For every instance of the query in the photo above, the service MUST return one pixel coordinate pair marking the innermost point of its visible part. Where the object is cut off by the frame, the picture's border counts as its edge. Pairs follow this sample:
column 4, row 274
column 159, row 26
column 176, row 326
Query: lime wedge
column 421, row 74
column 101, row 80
--
## Goal of the exercise
Without leaving anything out, output all of the material exactly.

## Written answer
For every instance of the query in the photo above, the service MUST return one pixel coordinate pair marking the innermost point of its visible part. Where the object is cut off by the frame, the picture's border counts as its edge. Pairs follow this sample:
column 4, row 274
column 159, row 26
column 176, row 326
Query: lime wedge
column 421, row 74
column 101, row 80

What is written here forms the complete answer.